#### Description of the task
Restate each line word for word. Leave out every picture.

(Photo object pointing records)
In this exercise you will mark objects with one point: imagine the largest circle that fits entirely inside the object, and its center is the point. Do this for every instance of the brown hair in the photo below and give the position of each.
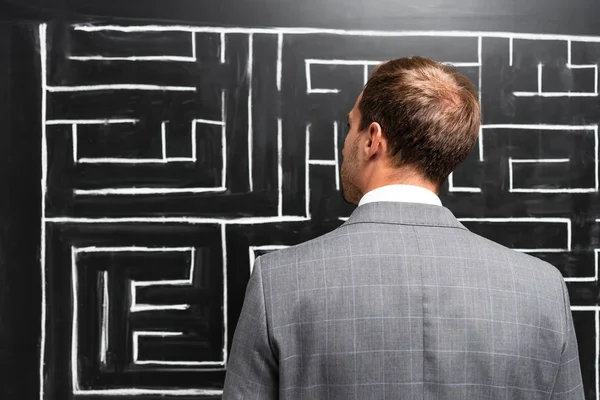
(428, 111)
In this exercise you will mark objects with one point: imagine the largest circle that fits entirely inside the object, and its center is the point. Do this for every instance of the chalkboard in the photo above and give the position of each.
(151, 152)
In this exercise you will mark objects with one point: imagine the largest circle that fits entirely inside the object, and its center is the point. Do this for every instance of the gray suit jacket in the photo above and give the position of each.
(403, 302)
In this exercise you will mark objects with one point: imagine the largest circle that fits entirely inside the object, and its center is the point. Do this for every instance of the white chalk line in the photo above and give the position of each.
(149, 392)
(44, 161)
(107, 121)
(165, 334)
(253, 249)
(225, 294)
(250, 122)
(307, 171)
(547, 220)
(279, 68)
(279, 167)
(189, 281)
(133, 191)
(115, 87)
(179, 220)
(99, 57)
(590, 278)
(104, 335)
(342, 32)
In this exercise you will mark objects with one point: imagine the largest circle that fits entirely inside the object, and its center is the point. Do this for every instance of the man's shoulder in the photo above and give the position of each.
(520, 262)
(312, 250)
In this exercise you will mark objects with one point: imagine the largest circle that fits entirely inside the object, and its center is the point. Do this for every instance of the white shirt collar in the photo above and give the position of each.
(401, 193)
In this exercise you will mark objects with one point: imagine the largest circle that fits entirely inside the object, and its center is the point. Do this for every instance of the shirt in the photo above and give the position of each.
(401, 193)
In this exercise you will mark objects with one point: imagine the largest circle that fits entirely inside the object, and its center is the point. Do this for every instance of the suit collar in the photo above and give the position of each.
(403, 213)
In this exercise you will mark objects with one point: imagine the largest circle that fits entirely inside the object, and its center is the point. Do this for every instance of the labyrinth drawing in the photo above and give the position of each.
(172, 156)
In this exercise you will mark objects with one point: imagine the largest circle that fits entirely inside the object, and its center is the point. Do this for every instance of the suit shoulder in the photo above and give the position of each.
(313, 249)
(516, 259)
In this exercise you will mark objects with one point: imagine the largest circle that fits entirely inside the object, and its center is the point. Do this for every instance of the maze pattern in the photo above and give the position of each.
(173, 156)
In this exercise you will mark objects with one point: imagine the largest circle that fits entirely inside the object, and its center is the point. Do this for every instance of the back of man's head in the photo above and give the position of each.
(429, 113)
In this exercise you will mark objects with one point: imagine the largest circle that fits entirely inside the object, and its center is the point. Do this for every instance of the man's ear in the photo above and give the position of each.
(375, 141)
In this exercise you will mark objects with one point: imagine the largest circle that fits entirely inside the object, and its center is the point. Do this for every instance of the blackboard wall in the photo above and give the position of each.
(531, 184)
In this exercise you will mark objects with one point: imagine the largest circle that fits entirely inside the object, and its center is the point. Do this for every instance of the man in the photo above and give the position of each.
(402, 301)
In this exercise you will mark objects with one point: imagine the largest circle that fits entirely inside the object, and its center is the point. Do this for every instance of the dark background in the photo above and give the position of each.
(20, 293)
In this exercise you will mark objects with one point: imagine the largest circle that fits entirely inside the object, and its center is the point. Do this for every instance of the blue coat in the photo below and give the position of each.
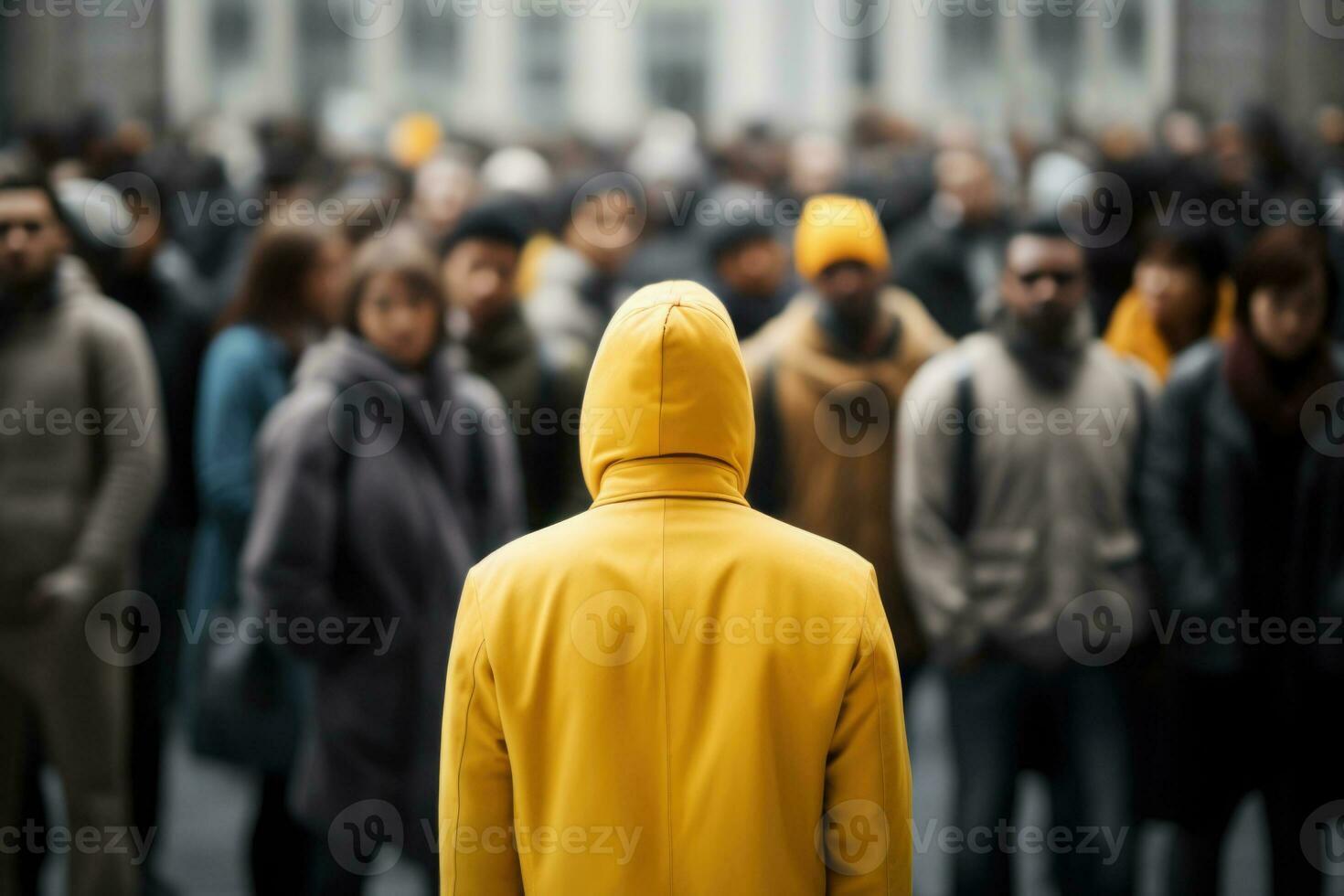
(245, 374)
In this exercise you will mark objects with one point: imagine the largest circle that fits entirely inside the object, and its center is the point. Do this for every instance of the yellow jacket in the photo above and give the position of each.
(1133, 332)
(672, 693)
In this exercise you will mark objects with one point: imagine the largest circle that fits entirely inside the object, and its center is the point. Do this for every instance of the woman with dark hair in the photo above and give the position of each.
(1181, 294)
(1243, 504)
(291, 294)
(383, 477)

#### Exercise output
In this exercise you will mark objects with one point: imagine the largest circle that fits entirely inside the object, and its center is the point. Do this for every instance of the brown hair in the photo below and give the position of each.
(428, 111)
In this exercise you will mark objects with one point: imagine the largest circle that fits entirely inside the object, and its center is the point. Do this for every instance of the chalkboard in the photo above and give the position of each.
(151, 152)
In this exercise you will mark objects with one point: imagine the largest circle that fits entirely inside the object, and its center is the point. Do this for every instance of the gray suit jacket in the photo above and give the position of each.
(403, 302)
In this exercise you will mark objects with one point: imagine the largest circle that fits entirely inside the object, and its center is the point. Do this for every instance of the white chalk line in the photo above and give the position of each.
(149, 392)
(44, 161)
(107, 121)
(165, 334)
(253, 249)
(225, 294)
(250, 122)
(307, 171)
(547, 220)
(279, 68)
(279, 167)
(189, 281)
(133, 191)
(115, 87)
(179, 220)
(99, 57)
(590, 278)
(104, 335)
(342, 32)
In this exercise you will mark objects with one point: imagine the largest circle that fits entirely inside the object, and its center is the point. Do this for every instance of the man's shoulder in the photo above and give the position of each.
(520, 262)
(312, 250)
In this exercise you will mark objects with one point: imagine the largest circle that fits entirely inside the object, and its center is the point. Do this for every instance of the white shirt collar in the photo above and give the position of each.
(401, 193)
In this exercise you will mark objects with one point: imagine the largest circle that fits entirely inside the object, and its center is the point. Do this for every instance of the shirt in the photo above and give the position of each.
(401, 193)
In this exercise you will mark objects with one point: imagine the largest circle that fits entirely inside the object, and its center is the point. Do this for every instance of the suit collar in the photo above and give the position of each.
(403, 213)
In this exercise you will mark objects with one point: imagine the largest circle that fits entirely inside the object, and its center is the point. Do this for every instance of the labyrinth drawing in the photo above and give the position of each.
(172, 156)
In this exercise you will mark objects with one point: imagine the largest circle that fits entirely inside the object, and its center is the point. Do this for every instance of the suit shoulder in the photo above and give the position of each.
(313, 249)
(516, 259)
In this exercise you will mark objects with one point: imagine the largest circle that fits entirely inside the object, and its center is the point. Do this for every instance of the maze pattern in the photo above and give the position of each.
(173, 156)
In this exercise you will mark objects with one point: imagine the largest circle that fits entirely inside the object, and its center is the point. Do this for every instance of the back of man's head in the photo above and give the position of each.
(429, 113)
In this exercise you will mark objects with one point: imagine the largest circle that fits entirely inside the object, and its center is the point. Do this for every instance of the man's ear in the photo above and give the position of each.
(375, 141)
In this exercise you will mark objects with one point: imagine the largest circle that fits entirely inside the object, and its center is the point. Do this for every instance of the blackboard wall in the photo above and give the position of each.
(531, 184)
In this exercise you will mark objects with one point: imagine the largest circle that fits entirely inside the object, and its center is the point. Do this for every instance of the man in the photo above and give the position of each.
(402, 301)
In this exercise you will mark objects with one point: imagine the largest circle that fits entirely inside the object, and its center is the point. Do this for every instance of the dark background in the photo above and give the position of each.
(20, 293)
In this exercise you will mark objects with one point: imagine the largest circle that fits entirely inside the object, and its center is the point. Do this for every instance of the blue coat in the photo below and give the position of each.
(245, 374)
In this exercise you will mark objects with one point: imagine the largest circle that fits entirely inside the object, and its center is the point. Do this for every instance of the yellow jacket in the photo above and give the position of each.
(1133, 332)
(672, 693)
In this exercise you will mark objects with one point: imagine the largest circle that fits entirely inside the object, and its center is the point. Do this for every instance of the woman with dark hair in the photo above and give the position of each.
(1181, 294)
(1243, 504)
(291, 294)
(383, 477)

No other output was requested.